What is being asked:
Continue the mailing-list thread on the RCU lockup below, picking up after its final line.

Excerpted text:

Re: RCU lockup? (was: Re: [PATCH v2 tip/core/rcu 10/14] rcu: Don't redundantly disable irqs in rcu_irq_{enter,exit}())

From: Paul E. McKenney
Date: Fri Jan 22 2016 - 15:44:29 EST


On Fri, Jan 22, 2016 at 09:55:44AM +0100, Geert Uytterhoeven wrote:
> Hi Paul,
>
> On Thu, Jan 21, 2016 at 5:06 PM, Paul E. McKenney
> <paulmck@xxxxxxxxxxxxxxxxxx> wrote:
> > On Thu, Jan 21, 2016 at 02:22:56PM +0100, Geert Uytterhoeven wrote:
> >> On Thu, Dec 10, 2015 at 12:10 AM, Paul E. McKenney
> >> <paulmck@xxxxxxxxxxxxxxxxxx> wrote:
> >> > This commit replaces a local_irq_save()/local_irq_restore() pair with
> >> > a lockdep assertion that interrupts are already disabled. This should
> >> > remove the corresponding overhead from the interrupt entry/exit fastpaths.

Point annotation dataset records:

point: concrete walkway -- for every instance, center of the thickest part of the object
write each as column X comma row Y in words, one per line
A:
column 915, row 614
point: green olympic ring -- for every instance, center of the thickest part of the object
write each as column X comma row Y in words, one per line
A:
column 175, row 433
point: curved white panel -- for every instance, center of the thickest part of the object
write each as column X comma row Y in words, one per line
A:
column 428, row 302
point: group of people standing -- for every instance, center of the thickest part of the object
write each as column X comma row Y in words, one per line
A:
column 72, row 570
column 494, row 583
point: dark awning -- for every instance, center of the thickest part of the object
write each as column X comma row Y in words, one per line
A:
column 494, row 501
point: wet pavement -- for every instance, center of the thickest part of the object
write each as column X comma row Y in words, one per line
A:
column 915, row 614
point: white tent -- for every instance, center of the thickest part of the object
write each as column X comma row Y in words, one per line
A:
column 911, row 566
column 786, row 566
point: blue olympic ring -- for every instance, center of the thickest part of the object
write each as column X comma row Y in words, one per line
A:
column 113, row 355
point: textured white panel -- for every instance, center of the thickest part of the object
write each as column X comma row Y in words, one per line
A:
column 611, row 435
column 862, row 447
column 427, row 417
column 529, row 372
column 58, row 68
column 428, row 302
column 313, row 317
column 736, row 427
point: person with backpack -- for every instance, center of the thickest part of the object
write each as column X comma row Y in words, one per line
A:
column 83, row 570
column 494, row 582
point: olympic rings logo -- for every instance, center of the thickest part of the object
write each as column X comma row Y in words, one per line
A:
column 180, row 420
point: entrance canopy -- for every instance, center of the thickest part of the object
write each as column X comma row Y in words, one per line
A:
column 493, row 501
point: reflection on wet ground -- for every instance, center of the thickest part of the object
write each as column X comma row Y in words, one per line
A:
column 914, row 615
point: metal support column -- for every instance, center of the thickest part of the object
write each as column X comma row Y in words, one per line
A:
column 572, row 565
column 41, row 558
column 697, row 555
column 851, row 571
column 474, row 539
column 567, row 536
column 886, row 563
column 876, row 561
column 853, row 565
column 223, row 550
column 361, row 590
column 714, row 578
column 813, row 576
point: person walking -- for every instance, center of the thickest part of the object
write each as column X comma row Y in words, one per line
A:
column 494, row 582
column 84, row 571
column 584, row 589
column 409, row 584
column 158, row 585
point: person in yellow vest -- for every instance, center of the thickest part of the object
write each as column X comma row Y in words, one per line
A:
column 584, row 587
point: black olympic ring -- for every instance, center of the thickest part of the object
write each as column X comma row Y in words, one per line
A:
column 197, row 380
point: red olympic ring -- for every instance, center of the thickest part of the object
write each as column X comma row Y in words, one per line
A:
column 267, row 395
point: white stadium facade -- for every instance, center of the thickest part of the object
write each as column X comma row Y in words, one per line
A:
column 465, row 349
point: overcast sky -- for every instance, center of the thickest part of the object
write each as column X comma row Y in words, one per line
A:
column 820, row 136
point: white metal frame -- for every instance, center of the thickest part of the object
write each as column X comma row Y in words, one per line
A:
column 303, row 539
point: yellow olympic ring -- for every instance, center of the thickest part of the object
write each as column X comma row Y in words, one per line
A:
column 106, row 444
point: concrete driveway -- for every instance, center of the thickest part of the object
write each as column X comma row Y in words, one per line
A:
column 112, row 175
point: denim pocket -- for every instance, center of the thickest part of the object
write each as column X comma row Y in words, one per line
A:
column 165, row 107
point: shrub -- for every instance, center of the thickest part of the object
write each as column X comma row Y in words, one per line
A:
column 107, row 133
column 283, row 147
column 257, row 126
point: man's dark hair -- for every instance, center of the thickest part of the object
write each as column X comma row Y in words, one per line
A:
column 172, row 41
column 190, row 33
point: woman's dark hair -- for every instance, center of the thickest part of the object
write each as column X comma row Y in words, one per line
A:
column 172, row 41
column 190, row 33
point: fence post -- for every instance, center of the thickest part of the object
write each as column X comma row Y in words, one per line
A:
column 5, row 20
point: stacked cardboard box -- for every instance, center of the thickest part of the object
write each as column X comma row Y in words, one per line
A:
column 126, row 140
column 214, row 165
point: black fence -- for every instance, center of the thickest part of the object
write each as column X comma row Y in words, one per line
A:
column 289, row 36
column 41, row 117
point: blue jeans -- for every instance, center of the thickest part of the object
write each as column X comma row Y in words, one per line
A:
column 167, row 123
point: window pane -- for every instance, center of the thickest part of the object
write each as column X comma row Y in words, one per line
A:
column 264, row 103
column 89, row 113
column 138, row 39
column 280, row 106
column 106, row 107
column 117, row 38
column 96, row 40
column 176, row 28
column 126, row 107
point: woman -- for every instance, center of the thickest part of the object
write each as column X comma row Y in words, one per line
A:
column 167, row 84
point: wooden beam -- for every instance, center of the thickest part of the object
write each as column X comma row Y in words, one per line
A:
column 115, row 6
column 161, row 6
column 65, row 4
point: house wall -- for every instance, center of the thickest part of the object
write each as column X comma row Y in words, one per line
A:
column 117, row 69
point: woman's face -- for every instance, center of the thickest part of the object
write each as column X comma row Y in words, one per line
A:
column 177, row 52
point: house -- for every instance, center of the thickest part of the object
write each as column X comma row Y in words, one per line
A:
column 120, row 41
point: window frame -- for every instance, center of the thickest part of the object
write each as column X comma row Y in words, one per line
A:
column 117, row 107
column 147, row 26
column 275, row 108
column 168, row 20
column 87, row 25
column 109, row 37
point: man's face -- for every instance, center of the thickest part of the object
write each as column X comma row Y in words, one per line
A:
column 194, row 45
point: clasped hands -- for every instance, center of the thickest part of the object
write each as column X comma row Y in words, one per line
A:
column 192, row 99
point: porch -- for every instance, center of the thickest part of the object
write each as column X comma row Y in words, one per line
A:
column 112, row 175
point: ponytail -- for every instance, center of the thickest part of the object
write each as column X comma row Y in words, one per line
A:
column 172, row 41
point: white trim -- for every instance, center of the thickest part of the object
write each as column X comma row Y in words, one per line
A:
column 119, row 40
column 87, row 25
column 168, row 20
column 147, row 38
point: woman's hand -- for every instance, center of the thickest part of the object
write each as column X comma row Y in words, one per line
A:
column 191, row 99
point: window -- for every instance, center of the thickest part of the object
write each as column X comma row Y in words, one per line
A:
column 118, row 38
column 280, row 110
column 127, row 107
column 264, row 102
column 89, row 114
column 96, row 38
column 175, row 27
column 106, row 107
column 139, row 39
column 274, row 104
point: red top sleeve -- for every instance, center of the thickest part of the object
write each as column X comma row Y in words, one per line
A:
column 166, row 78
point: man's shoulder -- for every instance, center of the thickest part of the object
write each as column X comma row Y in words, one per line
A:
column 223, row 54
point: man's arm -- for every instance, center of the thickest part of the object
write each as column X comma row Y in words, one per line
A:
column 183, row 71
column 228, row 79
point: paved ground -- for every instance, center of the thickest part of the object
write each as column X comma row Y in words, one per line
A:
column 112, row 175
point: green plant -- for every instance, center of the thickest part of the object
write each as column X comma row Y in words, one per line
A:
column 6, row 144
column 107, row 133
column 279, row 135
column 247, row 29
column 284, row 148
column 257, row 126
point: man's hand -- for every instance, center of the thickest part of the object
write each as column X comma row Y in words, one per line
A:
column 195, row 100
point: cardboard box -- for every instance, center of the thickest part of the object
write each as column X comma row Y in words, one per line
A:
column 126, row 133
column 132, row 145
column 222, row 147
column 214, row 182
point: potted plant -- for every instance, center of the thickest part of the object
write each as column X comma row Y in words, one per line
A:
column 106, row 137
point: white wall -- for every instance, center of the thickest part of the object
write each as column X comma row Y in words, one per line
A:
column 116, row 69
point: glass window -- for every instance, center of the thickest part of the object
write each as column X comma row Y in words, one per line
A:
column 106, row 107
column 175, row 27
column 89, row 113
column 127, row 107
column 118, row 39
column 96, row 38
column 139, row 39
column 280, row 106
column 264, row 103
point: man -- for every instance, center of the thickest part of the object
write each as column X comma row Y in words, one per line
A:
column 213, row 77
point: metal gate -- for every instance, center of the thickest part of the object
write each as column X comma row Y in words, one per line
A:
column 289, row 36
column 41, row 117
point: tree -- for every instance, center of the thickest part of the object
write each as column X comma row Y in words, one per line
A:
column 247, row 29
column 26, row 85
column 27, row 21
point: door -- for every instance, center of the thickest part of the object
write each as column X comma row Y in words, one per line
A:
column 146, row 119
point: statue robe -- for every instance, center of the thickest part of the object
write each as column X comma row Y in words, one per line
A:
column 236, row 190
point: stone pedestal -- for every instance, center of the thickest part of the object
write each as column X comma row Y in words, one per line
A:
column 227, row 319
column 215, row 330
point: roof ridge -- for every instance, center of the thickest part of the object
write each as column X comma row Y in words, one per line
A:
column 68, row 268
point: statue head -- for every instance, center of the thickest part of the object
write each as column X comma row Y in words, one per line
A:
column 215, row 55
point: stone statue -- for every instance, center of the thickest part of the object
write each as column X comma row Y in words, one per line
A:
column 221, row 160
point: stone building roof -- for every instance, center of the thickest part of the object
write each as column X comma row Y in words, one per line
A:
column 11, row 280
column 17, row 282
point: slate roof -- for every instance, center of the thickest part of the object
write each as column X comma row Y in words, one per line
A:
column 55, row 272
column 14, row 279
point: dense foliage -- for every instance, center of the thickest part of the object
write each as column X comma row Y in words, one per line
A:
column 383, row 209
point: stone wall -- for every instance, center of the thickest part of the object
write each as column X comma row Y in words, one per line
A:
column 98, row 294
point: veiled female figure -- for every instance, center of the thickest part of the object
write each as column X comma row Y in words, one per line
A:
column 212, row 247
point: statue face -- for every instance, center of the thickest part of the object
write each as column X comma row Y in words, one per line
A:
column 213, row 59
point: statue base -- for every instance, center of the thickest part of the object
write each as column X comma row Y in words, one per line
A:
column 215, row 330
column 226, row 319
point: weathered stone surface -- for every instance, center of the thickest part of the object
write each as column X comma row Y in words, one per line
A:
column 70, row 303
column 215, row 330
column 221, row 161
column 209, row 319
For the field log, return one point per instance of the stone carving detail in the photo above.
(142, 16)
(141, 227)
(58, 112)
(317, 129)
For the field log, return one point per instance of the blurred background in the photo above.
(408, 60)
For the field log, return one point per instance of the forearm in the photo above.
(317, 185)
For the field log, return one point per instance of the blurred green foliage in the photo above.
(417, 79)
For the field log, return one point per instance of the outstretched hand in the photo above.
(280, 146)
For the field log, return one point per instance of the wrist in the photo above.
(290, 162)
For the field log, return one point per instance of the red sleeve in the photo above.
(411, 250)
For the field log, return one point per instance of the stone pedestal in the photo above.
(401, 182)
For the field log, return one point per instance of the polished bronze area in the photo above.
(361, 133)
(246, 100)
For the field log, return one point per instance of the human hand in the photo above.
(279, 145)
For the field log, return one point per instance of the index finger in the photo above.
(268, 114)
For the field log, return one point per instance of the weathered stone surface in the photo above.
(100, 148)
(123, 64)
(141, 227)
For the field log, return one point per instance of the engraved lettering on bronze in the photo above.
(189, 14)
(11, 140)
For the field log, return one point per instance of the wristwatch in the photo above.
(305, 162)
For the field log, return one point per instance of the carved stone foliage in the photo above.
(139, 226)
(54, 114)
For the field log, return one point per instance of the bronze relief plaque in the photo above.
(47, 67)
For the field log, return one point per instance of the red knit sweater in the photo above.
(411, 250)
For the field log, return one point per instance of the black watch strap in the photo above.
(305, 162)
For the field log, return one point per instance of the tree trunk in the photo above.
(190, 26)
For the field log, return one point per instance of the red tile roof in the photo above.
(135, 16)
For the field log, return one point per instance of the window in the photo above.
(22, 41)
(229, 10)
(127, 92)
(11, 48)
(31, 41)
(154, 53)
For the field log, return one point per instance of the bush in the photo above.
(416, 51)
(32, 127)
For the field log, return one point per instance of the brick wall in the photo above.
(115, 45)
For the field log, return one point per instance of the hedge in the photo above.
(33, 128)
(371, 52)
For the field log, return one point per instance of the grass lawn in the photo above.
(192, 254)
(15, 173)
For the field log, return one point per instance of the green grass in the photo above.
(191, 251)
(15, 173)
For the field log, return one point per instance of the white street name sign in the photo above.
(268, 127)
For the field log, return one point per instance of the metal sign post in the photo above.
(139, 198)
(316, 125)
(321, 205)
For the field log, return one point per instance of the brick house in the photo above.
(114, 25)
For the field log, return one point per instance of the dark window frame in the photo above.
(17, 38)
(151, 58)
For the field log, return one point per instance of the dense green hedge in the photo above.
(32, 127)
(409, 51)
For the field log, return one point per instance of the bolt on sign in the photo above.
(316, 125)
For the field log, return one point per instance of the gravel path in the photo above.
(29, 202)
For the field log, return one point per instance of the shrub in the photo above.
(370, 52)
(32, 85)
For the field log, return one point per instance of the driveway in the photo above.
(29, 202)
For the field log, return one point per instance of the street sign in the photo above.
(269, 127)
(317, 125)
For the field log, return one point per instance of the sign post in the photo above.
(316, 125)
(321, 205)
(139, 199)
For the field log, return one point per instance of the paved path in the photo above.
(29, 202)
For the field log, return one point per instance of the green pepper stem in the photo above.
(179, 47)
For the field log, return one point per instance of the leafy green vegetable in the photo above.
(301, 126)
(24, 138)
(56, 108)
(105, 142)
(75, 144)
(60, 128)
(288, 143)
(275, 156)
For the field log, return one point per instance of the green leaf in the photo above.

Response to this exercise:
> >> >
> >> > This change was inspired by the fact that Iftekhar Ahmed's mutation
> >> > testing showed that removing rcu_irq_enter()'s call to local_ird_restore()
> >> > had no effect, which might indicate that interrupts were always enabled
> >> > anyway.
> >> >
> >> > Signed-off-by: Paul E. McKenney <paulmck@xxxxxxxxxxxxxxxxxx>
> >> > ---
> >> > include/linux/rcupdate.h | 4 ++--
> >> > include/linux/rcutiny.h | 8 ++++++++
> >> > include/linux/rcutree.h | 2 ++
> >> > include/linux/tracepoint.h | 4 ++--
> >> > kernel/rcu/tree.c | 32 ++++++++++++++++++++++++++------
> >> > 5 files changed, 40 insertions(+), 10 deletions(-)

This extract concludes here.